• _EXTRACT TO READ_:
--- START ---

When I go in to the kitchen Chester is lying relaxed in a beam of sunshine coming through the french doors. We’ve met before, so we’re cool. He gets up, stretches and comes over to greet me, then moves to the fridge freezer and looks up. I find the instructions: it’s okay to give him the ball on top of the freezer. He can be taken out without a lead. His food is in a bag in the back hall. Right. I find the ball on the cluttered surface, Chester getting all buzzed up in expectation. It’s a manky, rubber, multicoloured thing, a large chunk already missing, and I wonder if many toxins were used in its manufacture as more and more I see goods tagged, truthfully I hope – ‘toxin free’. Mmm! “Right Chester, there you go” and I scoot the ball across the floor. As it dashes for cover under the sink, Chester pounces, and within seconds, to my horror, he has shredded it into dust-like particles that are all over the floor, in his coat, in his muzzle. Chester is a winning little creature. He’s a blond, wire-haired terrier with, strangely, a pug-like face. Even at the best of times his breathing can be strained, his snaffling quite alarming now, with several thousand toxic particles of shredded, coloured rubber up his nose. I put fresh water in his bowl but he’s not interested, so fresh air the next best thing, I click on his harness, and we go outside. He sets off at a brisk pace, the momentum growing, the lead straining as we head down to the main road. Not having power-walked ever in my life, half an hour is enough and we’re back. Chester slurps his water, gets his treat, settles down, and I promise to be back at dusk.
The evening light is almost gone, and the scents and sounds that assail Chester are his alone, and have every nerve in his body strained, alert. He darts from left to right, jumps onto walls, burrows between crevices, as if unknown voices are calling, taunting: “Catch me if you can”. I hold the lead tighter, fearful now that should the clasp of his harness snap, he will take off like a rocket, tear across the roads, the fields, the hills and hollows and be next spotted swimming with dolphins off the Aran Islands. Safely inside I get his bag of food.
Years ago a trip to the vet would see a few lone bags of specialized dog food in a corner. Now the array is overwhelming, and mostly presented in hugely shiny, environmentally-unfriendly packaging. There’s food for big dogs, small dogs, young dogs, old dogs. There’s performance puppy and large breed puppy. There are dogs that need to put on weight and dogs that need to lose weight. Dogs with allergies, itches, arthritis, rashes, dogs who are nervous, dogs who are boisterous and need to be calmed, dogs who need more protein, less protein, dogs who can’t eat wheat, and on it goes. All packed with vitamins and minerals and antioxidants and omegas and calcium and lean proteins even! And all given wonderful names.
I place the assigned amount of food in Chester’s bowl and he tucks in. I return the shiny bag to the hall and am about to leave when a thought strikes me. I pick up the bag and check, and there in large letters ‘Advanced Fitness’! Recently I called in on Polly, a lovely rescue dog, a sort of small dingo-greyhound cross. As always she is either curled up in her basket or stretched out happily on the sofa, her limbs and coat toned and glistening, her eyes bright after her walk. Her owner that day was concerned as the local shop had temporaily run out of her food and Polly and co. were about to go on holidays. “What’s she on?” I ask. “Well”, she says rather sheepishly, “It’s called ‘Working Dog’”. Way to go Polly, though I have to say I think ‘Early Retirement’ might be a little more apt, very early. Perhaps even as I write, the scientists are already mixing the ingredients for that one.

--- END ---

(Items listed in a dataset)
--- START ---

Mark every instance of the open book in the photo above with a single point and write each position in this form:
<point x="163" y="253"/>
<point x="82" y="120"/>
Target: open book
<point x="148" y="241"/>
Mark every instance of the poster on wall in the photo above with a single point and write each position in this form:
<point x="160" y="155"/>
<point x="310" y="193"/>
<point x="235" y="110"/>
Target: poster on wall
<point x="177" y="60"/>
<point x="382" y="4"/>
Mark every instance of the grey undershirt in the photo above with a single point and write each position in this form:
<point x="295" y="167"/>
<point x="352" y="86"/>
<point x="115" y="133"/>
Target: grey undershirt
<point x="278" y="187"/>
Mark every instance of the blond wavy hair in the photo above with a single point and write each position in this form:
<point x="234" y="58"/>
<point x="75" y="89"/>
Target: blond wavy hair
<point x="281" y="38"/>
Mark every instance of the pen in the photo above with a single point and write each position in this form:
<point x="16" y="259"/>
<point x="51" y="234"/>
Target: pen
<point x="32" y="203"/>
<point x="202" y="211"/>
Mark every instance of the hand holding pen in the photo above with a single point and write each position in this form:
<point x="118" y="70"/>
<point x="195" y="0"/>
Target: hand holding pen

--- END ---
--- START ---

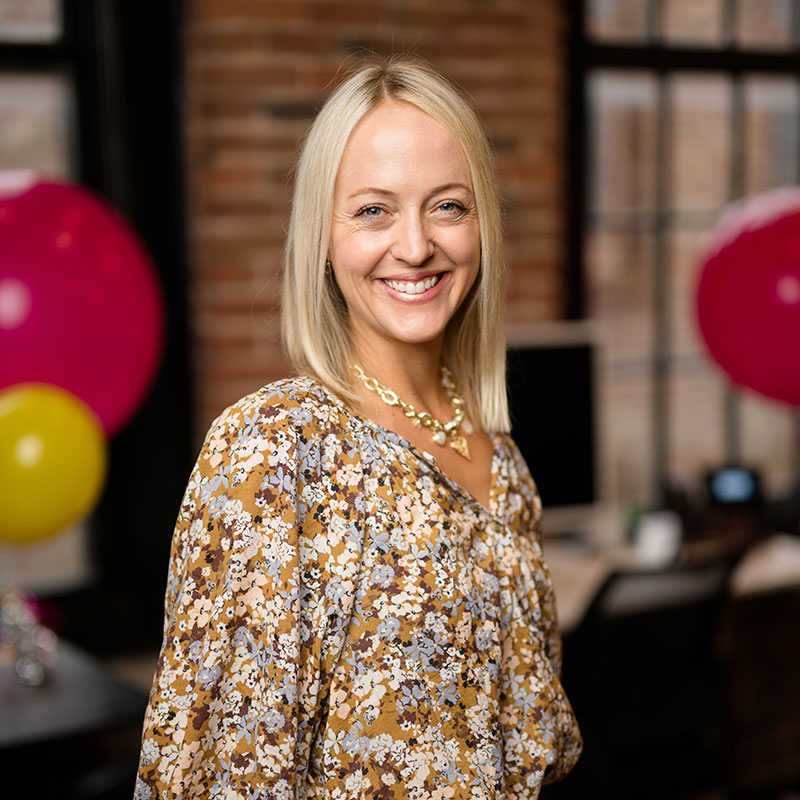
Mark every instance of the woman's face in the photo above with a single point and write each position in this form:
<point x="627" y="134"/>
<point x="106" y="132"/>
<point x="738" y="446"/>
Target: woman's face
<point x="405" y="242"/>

--- END ---

• _ASSIGNED TASK 1_: Summarize the essay about Chester in two sentences.
• _ASSIGNED TASK 2_: In the essay about Chester, what words are printed in large letters on Chester's bag of food?

• _PROBLEM SOLUTION 1_: While caring for Chester, a wire-haired terrier, the writer gives him a rubber ball that he shreds to dust, then takes him on a brisk walk and an edgy evening outing before feeding him. Reflecting on the overwhelming range of specialized dog foods, the writer notices that Chester's bag is labeled 'Advanced Fitness' and recalls that Polly, a rescue dog who mostly lounges, eats a food called 'Working Dog'.

• _PROBLEM SOLUTION 2_: 'Advanced Fitness'